[Auszug]:
>>>

Von wegen Berlin-Album! Statt Minimal-Techno servieren die drei Ausrufezeichen eine kalte Krisenplatte mit dichten Grooves, fahlen Hooks und bitterem Abgang.
!!! (sprich: Chk Chk Chk) fehlte bisher immer die Lockerheit von LCD Soundsystem, und der Pop-Appeal von The Rapture. Eine weitere Schwäche der Band aus Sacramento war immer die Stimme von Nic Offer, der zwar regelmäßig drastische Slogans, aber keine rechte Melodie auf den Weg brachte. So galten !!! manchen als zu extrem und unnachgiebig. Das ändert sich auch beim aktuellen Album nicht. Geblieben sind die kreiselnden Echos, der verwaschene Funk, aber auch der hypnotische Groove der Band; eine Art von Groove, der stärker im Ohr bleibt als konkrete Hooklines. !!! sind dabei ihrem Sound so treu geblieben, wie das mit den Veränderungen im Bandgefüge eben noch möglich war: Drummer Jerry Fuchs fand am Boden eines Liftschachts einen tragischen Unfalltod und John Pugh verließ die Band. Dafür verstärkt nun Shannon Funchess die Gruppe mit ihrem drahtigen Gospel.

<<<

[Vorliegendes Material]:
>>>

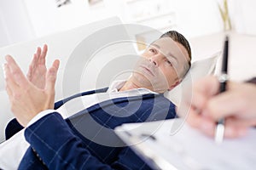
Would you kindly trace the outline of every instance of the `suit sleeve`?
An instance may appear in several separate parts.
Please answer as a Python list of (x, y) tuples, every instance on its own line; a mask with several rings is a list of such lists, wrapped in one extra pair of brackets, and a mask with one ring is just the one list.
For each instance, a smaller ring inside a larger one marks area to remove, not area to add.
[(112, 169), (90, 155), (56, 112), (29, 126), (25, 138), (49, 169)]

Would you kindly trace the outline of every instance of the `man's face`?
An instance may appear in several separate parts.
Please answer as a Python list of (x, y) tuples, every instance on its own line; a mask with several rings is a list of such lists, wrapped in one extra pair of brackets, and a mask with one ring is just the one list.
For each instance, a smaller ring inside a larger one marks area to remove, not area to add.
[(178, 76), (184, 71), (188, 60), (183, 45), (170, 37), (160, 38), (145, 49), (131, 78), (138, 87), (164, 93), (179, 83), (182, 77)]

<<<

[Aufgabe 1]: Aus welcher Stadt stammt die Band laut der Albumkritik?
[Aufgabe 2]: Gib den Abschnitt der Albumkritik von "Von wegen Berlin-Album!" bis einschließlich "und bitterem Abgang." noch einmal wieder und tausche dabei "Minimal-Techno" gegen "Deep House".
[Aufgabe 3]: Schreib die Albumkritik im Anschluss an ihren letzten Satz weiter.

[Ergebnis 1]: Aus Sacramento.

[Ergebnis 2]:
Von wegen Berlin-Album! Statt Deep House servieren die drei Ausrufezeichen eine kalte Krisenplatte mit dichten Grooves, fahlen Hooks und bitterem Abgang.

[Ergebnis 3]:
Einen epochalen Track wie „Me And Giuliani Down By The Schoolyard“ bekommen !!! heuer nicht hin. Kein„Bend Over Beethoven“ und auch kein „Dear Can“ – mit dem sie sich vor den Krautrockern Can und ihren unwiderstehlichen Rhythmen verneigten. Musik aus Deutschland spielt jedoch auf andere Weise eine Rolle. Als die Band kürzlich in Berlin lebte, hatte sie nicht nur einige Songs und Skizzen in der Stadt aufgenommen, sondern auch Minimal Techno in sich aufgesogen. Nun, mit den Strukturen von Minimal Techno hat das Album wenig zu tun, es ist eigentlich dichter, schlammiger, der Sound ist bauchiger; aber aufregende Musik entsteht bekanntermaßen häufig aus Missverständnissen. In Europas No.1 für Partytourismus sind die Songs dunkel, manchmal sogar kalt geworden.
Der vierte Longplayer von !!! gleicht einer Party, die aus dem Gleichgewicht geraten ist, auf der jeder nur mehr mit seinem eigenen High beschäftigt ist, seinen eigenen Problemen. Die politischen Kommentare, das Wir-Gefühl sind dahin. So bei diesem Discopunk-Ding. Am Ende ist das Album nicht die nötige Neuerfindung, sondern eher eine verstrahlte Krisenplatte, auf der Selbstverwirklichung und Konsumtheater unglaubhaft geworden sind. Die Band, die ganze Welt tanzt immer noch wie im Wachkoma; hier hängt die Krise mit vibrierenden Grooves in der Schleife.